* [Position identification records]
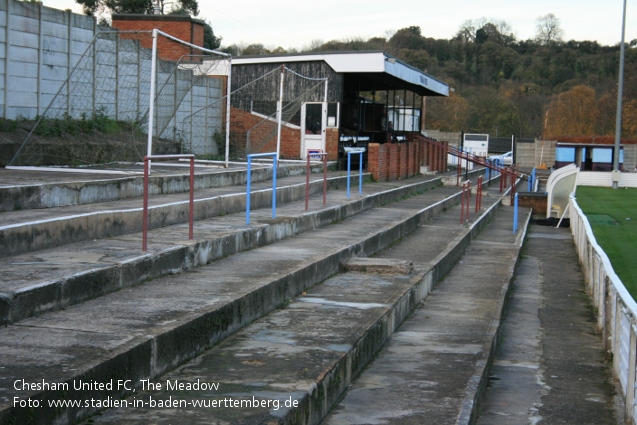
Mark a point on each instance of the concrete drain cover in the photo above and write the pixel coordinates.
(378, 266)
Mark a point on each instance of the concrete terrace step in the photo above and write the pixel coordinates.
(292, 366)
(32, 230)
(436, 365)
(56, 278)
(31, 189)
(145, 331)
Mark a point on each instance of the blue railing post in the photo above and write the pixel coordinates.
(248, 189)
(349, 160)
(360, 170)
(274, 186)
(248, 185)
(360, 174)
(515, 214)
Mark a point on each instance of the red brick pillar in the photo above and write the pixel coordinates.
(393, 161)
(373, 160)
(404, 152)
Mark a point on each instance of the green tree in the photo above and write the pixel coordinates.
(93, 7)
(573, 113)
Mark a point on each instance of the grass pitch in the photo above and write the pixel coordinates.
(612, 214)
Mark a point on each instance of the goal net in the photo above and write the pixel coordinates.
(266, 109)
(101, 113)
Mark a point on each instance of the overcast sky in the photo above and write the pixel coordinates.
(295, 24)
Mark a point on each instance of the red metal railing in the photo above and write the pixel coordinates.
(147, 159)
(311, 153)
(479, 194)
(466, 200)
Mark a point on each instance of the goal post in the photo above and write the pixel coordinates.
(126, 95)
(154, 97)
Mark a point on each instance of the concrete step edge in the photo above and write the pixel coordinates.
(50, 195)
(36, 235)
(144, 359)
(61, 293)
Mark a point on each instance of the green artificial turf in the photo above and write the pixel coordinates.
(612, 214)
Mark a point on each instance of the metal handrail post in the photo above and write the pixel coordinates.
(307, 184)
(274, 186)
(515, 214)
(324, 179)
(191, 208)
(249, 177)
(145, 208)
(349, 157)
(360, 174)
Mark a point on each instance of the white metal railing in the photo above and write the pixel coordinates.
(616, 308)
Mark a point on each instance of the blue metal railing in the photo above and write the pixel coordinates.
(249, 177)
(531, 185)
(515, 214)
(360, 171)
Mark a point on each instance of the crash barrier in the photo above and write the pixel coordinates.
(465, 201)
(312, 154)
(350, 152)
(479, 194)
(249, 181)
(147, 160)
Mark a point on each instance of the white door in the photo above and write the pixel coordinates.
(313, 120)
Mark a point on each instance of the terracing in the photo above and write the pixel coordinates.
(287, 309)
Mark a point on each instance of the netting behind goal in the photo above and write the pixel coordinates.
(254, 122)
(100, 114)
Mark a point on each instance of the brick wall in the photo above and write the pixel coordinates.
(180, 26)
(392, 161)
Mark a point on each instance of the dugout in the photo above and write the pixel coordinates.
(331, 102)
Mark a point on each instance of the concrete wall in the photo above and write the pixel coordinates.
(41, 48)
(38, 47)
(616, 308)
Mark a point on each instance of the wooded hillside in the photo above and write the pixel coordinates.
(505, 86)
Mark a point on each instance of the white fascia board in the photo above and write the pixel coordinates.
(415, 77)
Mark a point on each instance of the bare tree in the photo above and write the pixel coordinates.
(549, 30)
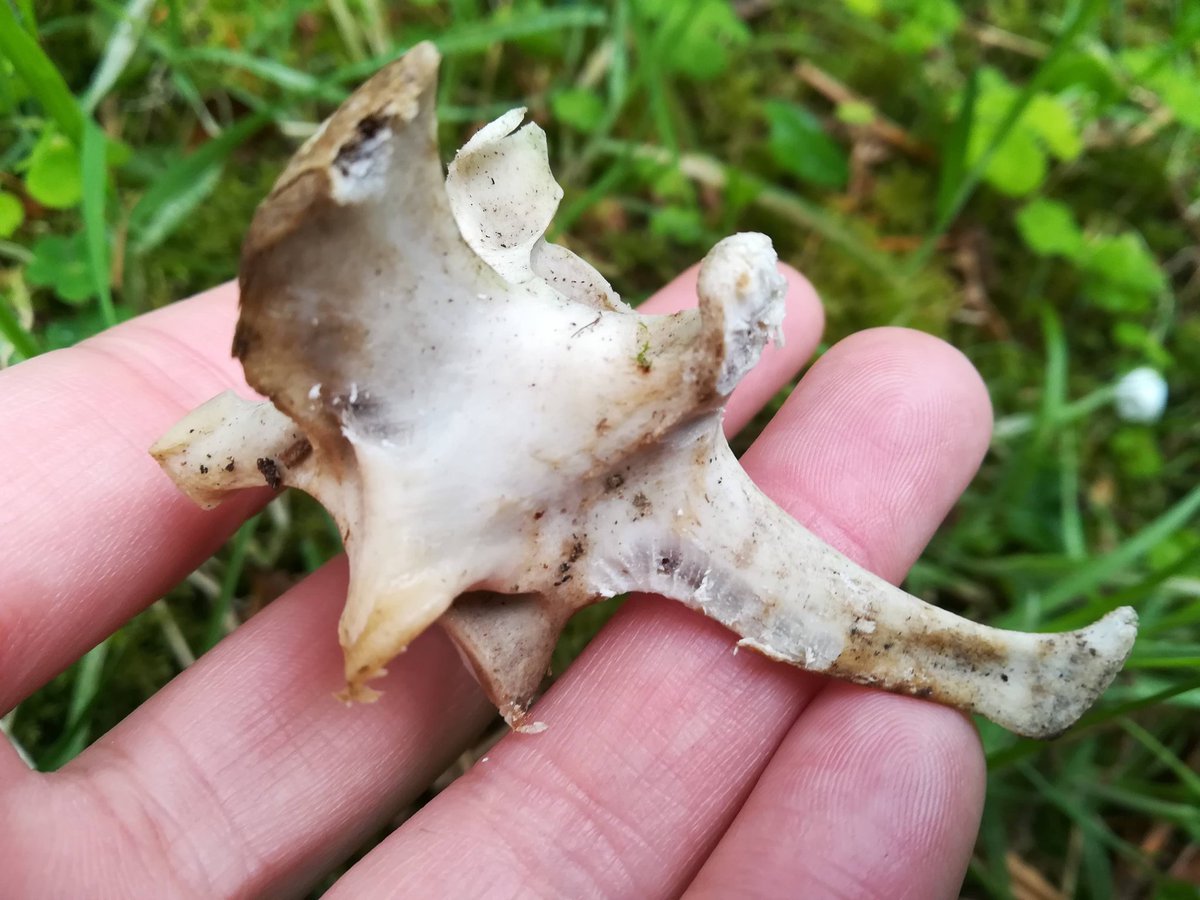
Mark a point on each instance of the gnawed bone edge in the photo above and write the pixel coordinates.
(502, 441)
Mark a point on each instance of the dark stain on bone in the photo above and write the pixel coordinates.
(574, 553)
(295, 454)
(361, 145)
(270, 471)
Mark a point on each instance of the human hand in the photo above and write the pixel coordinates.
(671, 763)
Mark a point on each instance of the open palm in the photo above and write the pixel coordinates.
(672, 765)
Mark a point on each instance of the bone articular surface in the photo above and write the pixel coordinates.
(502, 441)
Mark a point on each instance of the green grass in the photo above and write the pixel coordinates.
(1041, 213)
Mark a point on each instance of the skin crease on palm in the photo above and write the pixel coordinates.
(673, 766)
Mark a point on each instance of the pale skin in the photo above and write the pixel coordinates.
(671, 765)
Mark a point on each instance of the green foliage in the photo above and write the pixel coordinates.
(579, 108)
(60, 263)
(701, 35)
(1121, 273)
(1049, 228)
(916, 25)
(12, 214)
(53, 177)
(1038, 213)
(1045, 129)
(801, 147)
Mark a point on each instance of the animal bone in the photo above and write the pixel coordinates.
(502, 441)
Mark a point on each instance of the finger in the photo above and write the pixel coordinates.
(244, 777)
(803, 324)
(102, 531)
(88, 418)
(869, 795)
(190, 765)
(658, 733)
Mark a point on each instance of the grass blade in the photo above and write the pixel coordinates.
(11, 330)
(478, 36)
(289, 79)
(954, 150)
(40, 75)
(95, 189)
(1077, 19)
(118, 52)
(84, 689)
(1090, 577)
(185, 184)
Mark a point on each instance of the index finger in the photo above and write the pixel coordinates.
(102, 531)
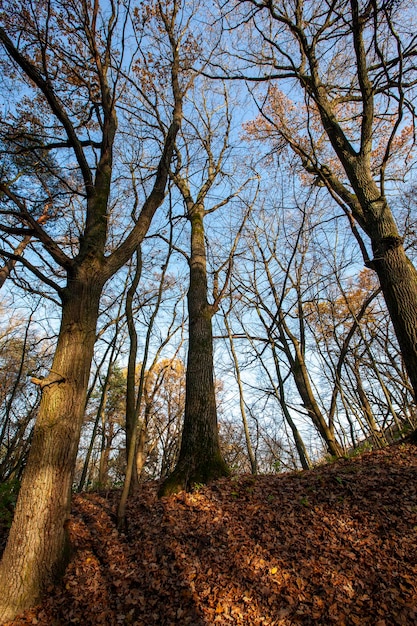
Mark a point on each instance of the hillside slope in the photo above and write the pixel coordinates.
(335, 545)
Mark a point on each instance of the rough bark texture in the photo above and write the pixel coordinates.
(200, 459)
(35, 552)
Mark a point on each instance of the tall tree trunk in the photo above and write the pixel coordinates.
(200, 458)
(35, 552)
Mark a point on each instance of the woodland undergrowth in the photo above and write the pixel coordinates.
(333, 545)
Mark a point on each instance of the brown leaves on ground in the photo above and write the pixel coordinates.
(335, 545)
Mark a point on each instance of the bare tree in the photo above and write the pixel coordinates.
(70, 58)
(350, 68)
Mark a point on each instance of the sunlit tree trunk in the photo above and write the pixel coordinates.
(35, 551)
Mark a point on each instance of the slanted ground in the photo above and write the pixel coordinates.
(334, 545)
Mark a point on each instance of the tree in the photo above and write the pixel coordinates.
(349, 66)
(205, 139)
(68, 60)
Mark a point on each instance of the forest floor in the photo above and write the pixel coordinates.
(334, 545)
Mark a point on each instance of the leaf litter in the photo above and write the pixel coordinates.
(333, 545)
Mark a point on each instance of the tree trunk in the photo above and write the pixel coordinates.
(36, 550)
(200, 459)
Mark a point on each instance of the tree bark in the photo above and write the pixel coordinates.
(36, 549)
(200, 458)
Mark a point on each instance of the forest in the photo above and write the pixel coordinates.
(208, 290)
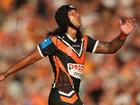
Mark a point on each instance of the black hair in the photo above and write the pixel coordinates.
(61, 17)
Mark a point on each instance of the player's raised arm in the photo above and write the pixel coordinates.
(127, 25)
(28, 60)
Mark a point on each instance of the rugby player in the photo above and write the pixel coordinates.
(66, 48)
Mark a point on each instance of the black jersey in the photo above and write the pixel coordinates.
(67, 58)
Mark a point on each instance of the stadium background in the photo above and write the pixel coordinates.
(107, 80)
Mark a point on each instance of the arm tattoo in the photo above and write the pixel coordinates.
(109, 47)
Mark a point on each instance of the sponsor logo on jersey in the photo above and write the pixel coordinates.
(69, 50)
(75, 70)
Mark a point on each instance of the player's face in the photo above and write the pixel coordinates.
(75, 18)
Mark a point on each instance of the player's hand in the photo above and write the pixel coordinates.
(127, 25)
(2, 76)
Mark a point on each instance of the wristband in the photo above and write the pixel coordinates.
(122, 36)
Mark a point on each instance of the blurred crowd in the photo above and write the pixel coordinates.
(107, 80)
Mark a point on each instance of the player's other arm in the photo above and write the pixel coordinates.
(28, 60)
(127, 25)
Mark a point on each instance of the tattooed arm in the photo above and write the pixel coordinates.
(127, 25)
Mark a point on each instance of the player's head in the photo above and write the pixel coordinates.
(67, 15)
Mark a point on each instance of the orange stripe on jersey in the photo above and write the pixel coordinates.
(63, 69)
(71, 100)
(67, 50)
(85, 38)
(57, 69)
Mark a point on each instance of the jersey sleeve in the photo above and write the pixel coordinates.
(46, 47)
(91, 44)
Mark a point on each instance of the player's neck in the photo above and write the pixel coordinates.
(72, 32)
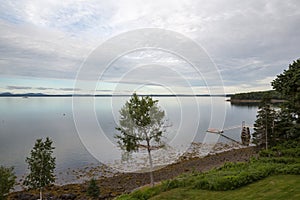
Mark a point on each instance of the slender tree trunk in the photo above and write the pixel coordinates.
(41, 194)
(151, 163)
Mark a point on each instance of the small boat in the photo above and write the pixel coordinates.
(214, 130)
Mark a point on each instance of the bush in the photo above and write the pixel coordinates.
(93, 190)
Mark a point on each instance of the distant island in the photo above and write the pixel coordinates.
(256, 97)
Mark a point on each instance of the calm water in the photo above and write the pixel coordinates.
(23, 120)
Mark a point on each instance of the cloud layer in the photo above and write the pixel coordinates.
(249, 41)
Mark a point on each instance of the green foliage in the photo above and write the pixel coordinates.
(278, 160)
(7, 181)
(141, 123)
(93, 190)
(41, 164)
(265, 125)
(279, 187)
(288, 85)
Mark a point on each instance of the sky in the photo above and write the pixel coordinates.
(44, 44)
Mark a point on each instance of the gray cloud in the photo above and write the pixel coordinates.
(13, 87)
(250, 41)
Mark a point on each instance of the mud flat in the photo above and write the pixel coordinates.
(119, 183)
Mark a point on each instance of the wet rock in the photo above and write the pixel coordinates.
(26, 196)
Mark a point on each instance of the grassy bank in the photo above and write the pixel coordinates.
(274, 187)
(280, 160)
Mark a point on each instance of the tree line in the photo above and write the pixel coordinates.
(277, 124)
(142, 126)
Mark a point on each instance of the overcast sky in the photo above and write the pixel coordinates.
(43, 44)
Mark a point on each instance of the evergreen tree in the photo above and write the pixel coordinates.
(142, 125)
(41, 164)
(288, 85)
(7, 181)
(264, 132)
(93, 190)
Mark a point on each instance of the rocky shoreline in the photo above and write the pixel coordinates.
(111, 187)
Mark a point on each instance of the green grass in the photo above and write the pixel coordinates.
(274, 175)
(275, 187)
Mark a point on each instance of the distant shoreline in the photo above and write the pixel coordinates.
(113, 186)
(254, 100)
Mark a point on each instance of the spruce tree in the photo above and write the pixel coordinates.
(264, 133)
(41, 164)
(288, 85)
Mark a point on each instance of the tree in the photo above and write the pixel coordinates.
(7, 181)
(264, 133)
(41, 164)
(93, 190)
(288, 85)
(142, 125)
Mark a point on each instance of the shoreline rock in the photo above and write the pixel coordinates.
(118, 184)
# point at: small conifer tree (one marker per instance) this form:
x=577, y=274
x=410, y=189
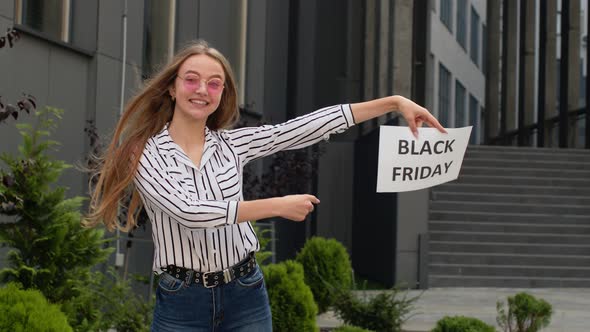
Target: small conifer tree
x=49, y=249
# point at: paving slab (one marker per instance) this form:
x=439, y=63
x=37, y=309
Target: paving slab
x=571, y=307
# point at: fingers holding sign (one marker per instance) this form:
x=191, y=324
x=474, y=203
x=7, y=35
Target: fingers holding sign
x=416, y=115
x=297, y=207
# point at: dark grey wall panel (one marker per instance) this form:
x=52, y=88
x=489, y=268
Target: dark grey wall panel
x=109, y=27
x=256, y=55
x=276, y=60
x=187, y=26
x=336, y=191
x=135, y=22
x=85, y=24
x=218, y=24
x=67, y=91
x=7, y=9
x=107, y=94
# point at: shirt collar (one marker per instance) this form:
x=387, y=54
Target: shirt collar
x=167, y=147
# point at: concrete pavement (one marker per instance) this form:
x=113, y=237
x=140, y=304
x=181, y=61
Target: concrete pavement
x=571, y=307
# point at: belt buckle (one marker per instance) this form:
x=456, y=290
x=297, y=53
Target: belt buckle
x=206, y=280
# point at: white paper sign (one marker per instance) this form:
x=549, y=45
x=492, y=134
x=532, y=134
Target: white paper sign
x=407, y=163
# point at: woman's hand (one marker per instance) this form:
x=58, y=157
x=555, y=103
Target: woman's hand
x=416, y=115
x=296, y=207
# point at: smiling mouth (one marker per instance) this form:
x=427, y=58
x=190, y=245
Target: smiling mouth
x=198, y=102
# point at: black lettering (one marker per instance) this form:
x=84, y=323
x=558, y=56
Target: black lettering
x=414, y=152
x=437, y=170
x=424, y=175
x=449, y=146
x=426, y=148
x=403, y=147
x=447, y=166
x=396, y=172
x=436, y=147
x=407, y=173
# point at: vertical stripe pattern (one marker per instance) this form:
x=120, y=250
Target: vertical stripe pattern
x=193, y=209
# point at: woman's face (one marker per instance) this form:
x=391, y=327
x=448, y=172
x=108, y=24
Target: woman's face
x=198, y=87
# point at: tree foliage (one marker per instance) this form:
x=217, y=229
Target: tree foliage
x=49, y=249
x=28, y=310
x=525, y=313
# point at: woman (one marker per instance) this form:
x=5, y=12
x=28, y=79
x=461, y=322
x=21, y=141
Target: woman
x=170, y=151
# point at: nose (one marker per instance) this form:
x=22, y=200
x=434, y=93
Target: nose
x=201, y=86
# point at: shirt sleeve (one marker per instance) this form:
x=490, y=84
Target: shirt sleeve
x=159, y=189
x=257, y=142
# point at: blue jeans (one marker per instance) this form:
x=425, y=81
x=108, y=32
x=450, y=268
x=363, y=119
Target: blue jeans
x=241, y=305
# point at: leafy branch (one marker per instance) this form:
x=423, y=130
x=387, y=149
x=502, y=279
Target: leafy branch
x=11, y=36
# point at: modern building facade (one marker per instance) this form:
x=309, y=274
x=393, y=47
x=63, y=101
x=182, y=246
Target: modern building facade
x=457, y=63
x=290, y=57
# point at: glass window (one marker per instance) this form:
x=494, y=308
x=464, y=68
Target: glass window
x=446, y=13
x=462, y=23
x=484, y=49
x=474, y=37
x=473, y=119
x=50, y=17
x=459, y=104
x=159, y=31
x=444, y=92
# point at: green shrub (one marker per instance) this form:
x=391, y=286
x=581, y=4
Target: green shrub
x=462, y=324
x=291, y=300
x=28, y=310
x=387, y=311
x=327, y=266
x=525, y=313
x=348, y=328
x=111, y=303
x=49, y=249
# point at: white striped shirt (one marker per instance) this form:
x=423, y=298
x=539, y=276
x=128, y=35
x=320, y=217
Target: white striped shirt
x=193, y=210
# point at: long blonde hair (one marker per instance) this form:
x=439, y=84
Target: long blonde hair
x=145, y=115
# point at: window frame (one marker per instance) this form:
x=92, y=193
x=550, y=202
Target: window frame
x=65, y=27
x=461, y=102
x=474, y=36
x=474, y=139
x=461, y=35
x=444, y=114
x=170, y=36
x=446, y=14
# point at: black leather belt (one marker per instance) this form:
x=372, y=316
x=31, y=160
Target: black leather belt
x=213, y=279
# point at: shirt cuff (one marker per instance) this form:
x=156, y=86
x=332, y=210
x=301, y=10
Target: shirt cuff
x=347, y=113
x=232, y=213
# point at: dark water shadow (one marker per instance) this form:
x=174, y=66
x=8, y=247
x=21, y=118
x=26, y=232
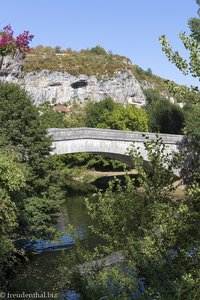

* [Given task]
Print the lines above word for word, starting with the line that contains "# point at: modern" and going on through the line that contains "x=145, y=115".

* [Written solution]
# point at: modern building facade (one marker per instance) this form:
x=309, y=274
x=393, y=47
x=63, y=101
x=182, y=246
Target: modern building facade
x=457, y=63
x=290, y=57
# point at: glass window (one marker per instance) this form:
x=494, y=308
x=464, y=68
Target: glass window
x=446, y=13
x=462, y=23
x=484, y=49
x=474, y=37
x=473, y=119
x=50, y=17
x=459, y=104
x=159, y=31
x=444, y=92
# point at: green shrub (one marker per instance) this form:
x=391, y=286
x=581, y=4
Target: green shrub
x=462, y=324
x=291, y=300
x=28, y=310
x=387, y=311
x=327, y=266
x=525, y=313
x=348, y=328
x=111, y=303
x=49, y=249
# point at: white striped shirt (one marker per instance) this form:
x=423, y=298
x=539, y=276
x=128, y=35
x=320, y=217
Target: white striped shirt
x=193, y=210
# point at: long blonde hair (one marker per instance) this form:
x=439, y=84
Target: long blonde hair
x=145, y=115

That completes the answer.